What is being asked. Repeat all the data exactly, and where a record holds a picture, leave that picture out.

━━━━

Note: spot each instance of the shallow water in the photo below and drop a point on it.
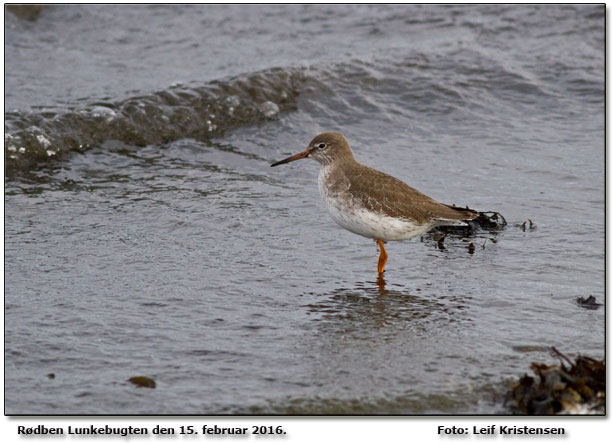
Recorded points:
(146, 234)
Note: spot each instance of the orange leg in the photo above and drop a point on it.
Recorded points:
(382, 260)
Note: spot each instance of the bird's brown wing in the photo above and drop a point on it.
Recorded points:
(383, 193)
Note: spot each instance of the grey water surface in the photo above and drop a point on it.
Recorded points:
(146, 234)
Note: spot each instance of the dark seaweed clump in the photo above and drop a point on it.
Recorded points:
(579, 388)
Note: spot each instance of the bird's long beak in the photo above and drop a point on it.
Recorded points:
(295, 157)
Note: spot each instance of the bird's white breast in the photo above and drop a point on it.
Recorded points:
(353, 216)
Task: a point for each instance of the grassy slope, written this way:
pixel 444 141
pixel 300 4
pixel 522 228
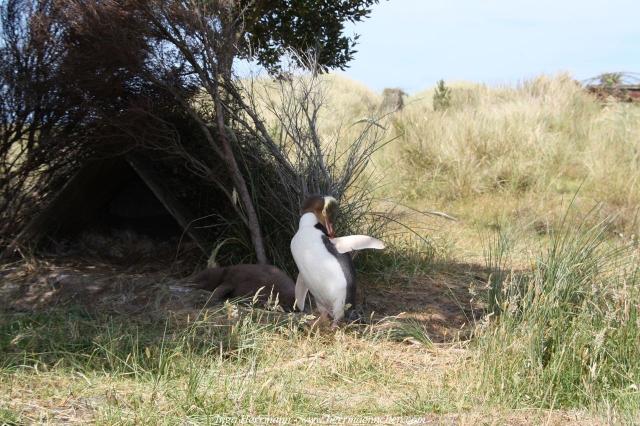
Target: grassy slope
pixel 507 162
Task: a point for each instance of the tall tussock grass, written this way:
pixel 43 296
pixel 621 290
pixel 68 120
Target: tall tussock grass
pixel 541 139
pixel 567 332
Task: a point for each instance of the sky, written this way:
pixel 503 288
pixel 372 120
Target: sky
pixel 411 44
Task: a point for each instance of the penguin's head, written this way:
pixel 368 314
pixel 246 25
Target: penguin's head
pixel 324 208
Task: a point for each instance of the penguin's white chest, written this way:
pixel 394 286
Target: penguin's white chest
pixel 320 269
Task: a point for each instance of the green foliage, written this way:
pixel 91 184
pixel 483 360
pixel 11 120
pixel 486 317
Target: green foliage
pixel 272 27
pixel 441 97
pixel 568 334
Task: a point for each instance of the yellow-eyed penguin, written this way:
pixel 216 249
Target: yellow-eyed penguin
pixel 324 263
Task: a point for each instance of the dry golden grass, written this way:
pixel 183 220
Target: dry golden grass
pixel 510 160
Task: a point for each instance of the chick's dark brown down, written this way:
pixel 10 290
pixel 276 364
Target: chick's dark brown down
pixel 245 280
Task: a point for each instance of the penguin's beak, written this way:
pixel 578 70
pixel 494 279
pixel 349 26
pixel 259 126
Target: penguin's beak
pixel 329 226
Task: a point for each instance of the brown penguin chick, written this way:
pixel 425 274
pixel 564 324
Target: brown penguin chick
pixel 245 280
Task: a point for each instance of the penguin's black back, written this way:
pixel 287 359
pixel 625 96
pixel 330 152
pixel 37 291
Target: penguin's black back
pixel 346 264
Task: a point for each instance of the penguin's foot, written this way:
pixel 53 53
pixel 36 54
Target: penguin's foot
pixel 322 321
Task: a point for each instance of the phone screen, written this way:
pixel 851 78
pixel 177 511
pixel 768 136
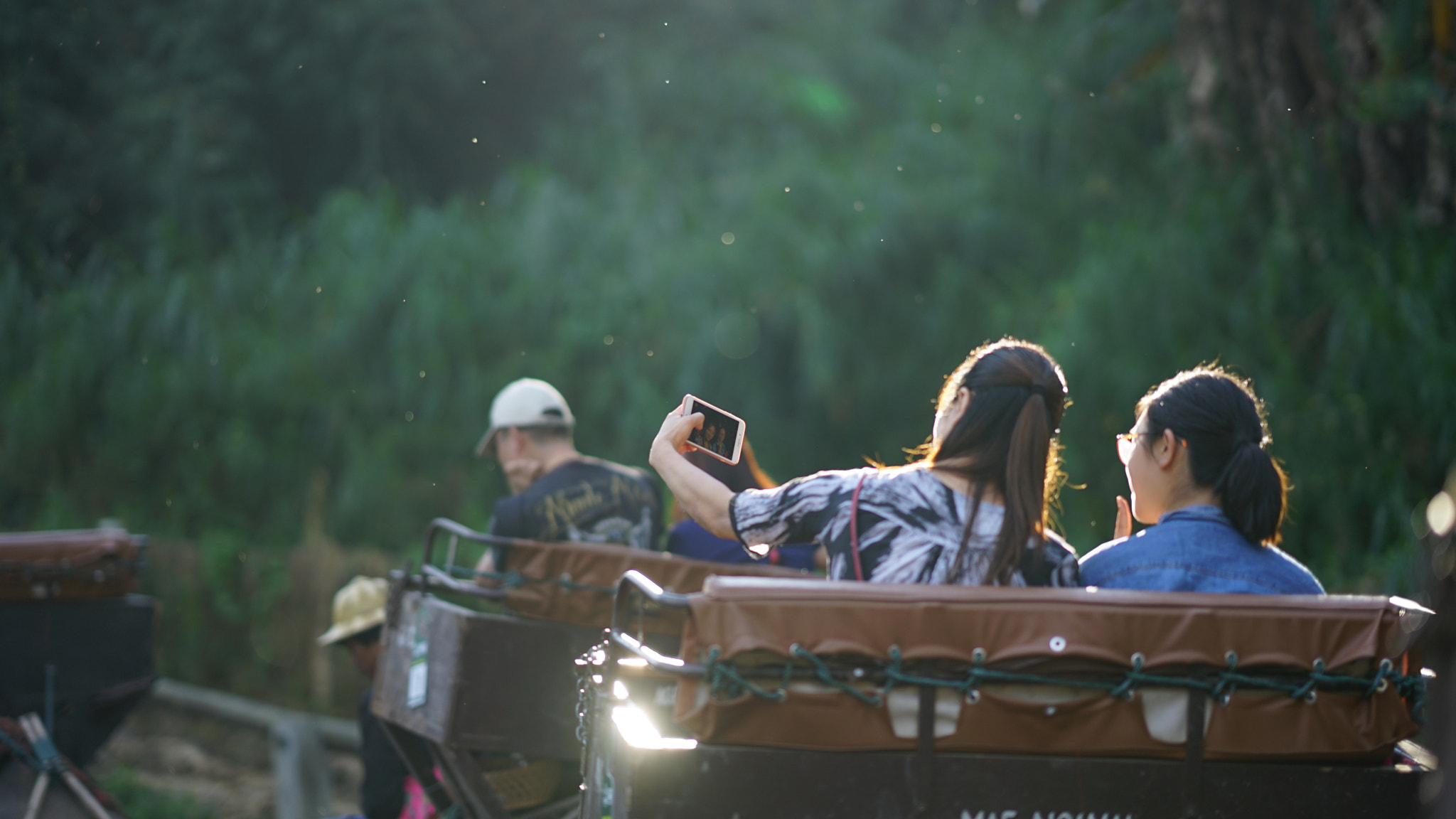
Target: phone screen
pixel 719 433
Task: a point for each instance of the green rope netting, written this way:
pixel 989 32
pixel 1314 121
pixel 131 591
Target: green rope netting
pixel 516 579
pixel 729 682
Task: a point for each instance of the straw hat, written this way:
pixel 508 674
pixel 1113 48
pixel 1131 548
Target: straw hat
pixel 357 608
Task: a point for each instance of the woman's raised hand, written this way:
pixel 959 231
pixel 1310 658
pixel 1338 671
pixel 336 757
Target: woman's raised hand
pixel 676 427
pixel 1123 527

━━━━

Response box.
Note: spot each instance of the shallow water in the photo below and drop a point on it.
Recorded points:
(146, 234)
Note: spot each instance of the orange leg in the photo above and drop a point on it.
Recorded points:
(382, 260)
Note: spot each instance of the bird's brown wing in the photo above and drop a point on it.
Recorded points:
(383, 193)
Note: spot each instance of the grey water surface in the photo above and drop a point on it.
Recorded points:
(146, 234)
Note: spot each instance of the dark seaweed clump in the photo above and drop a point on it.
Recorded points:
(579, 388)
Note: spot each instance of the bird's long beak in the photo above and drop a point on it.
Recorded points:
(295, 157)
Note: spot each instance of the bird's white breast in the photo above and drop a point on it.
Recorded points:
(353, 216)
Task: a point for each instance of the grassy slope, written this way:
pixel 444 141
pixel 300 4
pixel 522 228
Target: grassy slope
pixel 507 162
Task: a point for each instance of the tall tussock grass, written this way:
pixel 43 296
pixel 621 290
pixel 68 120
Target: tall tussock grass
pixel 541 139
pixel 567 332
Task: a point for each instance of the sky, written this way:
pixel 503 288
pixel 372 120
Target: sky
pixel 411 44
Task: a point for each instance of the penguin's head, written this way:
pixel 368 314
pixel 246 25
Target: penguin's head
pixel 324 208
Task: a point for each instance of the penguin's white chest, written this way:
pixel 394 286
Target: penguin's white chest
pixel 320 269
Task: a point for each instance of the green foliage, written this way:
pixel 91 184
pixel 483 360
pixel 11 120
pixel 486 317
Target: green foliage
pixel 272 27
pixel 441 97
pixel 568 334
Task: a point for each instance of the yellow-eyed penguin, written this way:
pixel 216 249
Target: yellow-eyed penguin
pixel 324 263
Task: a point for each instance of the dry golden grass, written this way:
pixel 183 220
Target: dry golden grass
pixel 510 160
Task: a point for each instance of the chick's dark brown down, written this way:
pixel 10 290
pixel 276 364
Target: chick's dark brown down
pixel 245 280
Task: a point for each instance of the penguin's beak, written this way:
pixel 578 70
pixel 494 279
pixel 349 26
pixel 259 126
Target: penguin's beak
pixel 329 226
Task: a point for each instance of the brown penguin chick, written this way:
pixel 425 274
pixel 564 324
Target: brown penguin chick
pixel 245 280
Task: a point for each instance of the penguin's black back, written this way:
pixel 287 359
pixel 625 96
pixel 330 152
pixel 37 291
Target: penguin's black back
pixel 346 264
Task: a point for each instance of the penguin's foot, written this way:
pixel 53 53
pixel 36 54
Target: penguin's foot
pixel 322 321
Task: a point for each instance of the phone screen, written this way:
pixel 851 78
pixel 177 511
pixel 768 136
Target: phone screen
pixel 719 433
Task: a point for each instance of the green rope netting, written this way:
pixel 989 32
pixel 1314 121
pixel 131 591
Target: green rope netting
pixel 516 579
pixel 729 682
Task: a point for each instance of the straw hat, written this way:
pixel 508 674
pixel 1113 48
pixel 1131 548
Target: straw hat
pixel 357 608
Task: a point for each instance of the woman's raised hand, written this way:
pixel 959 231
pixel 1310 658
pixel 1338 671
pixel 336 757
Target: woman's raised hand
pixel 676 427
pixel 1123 527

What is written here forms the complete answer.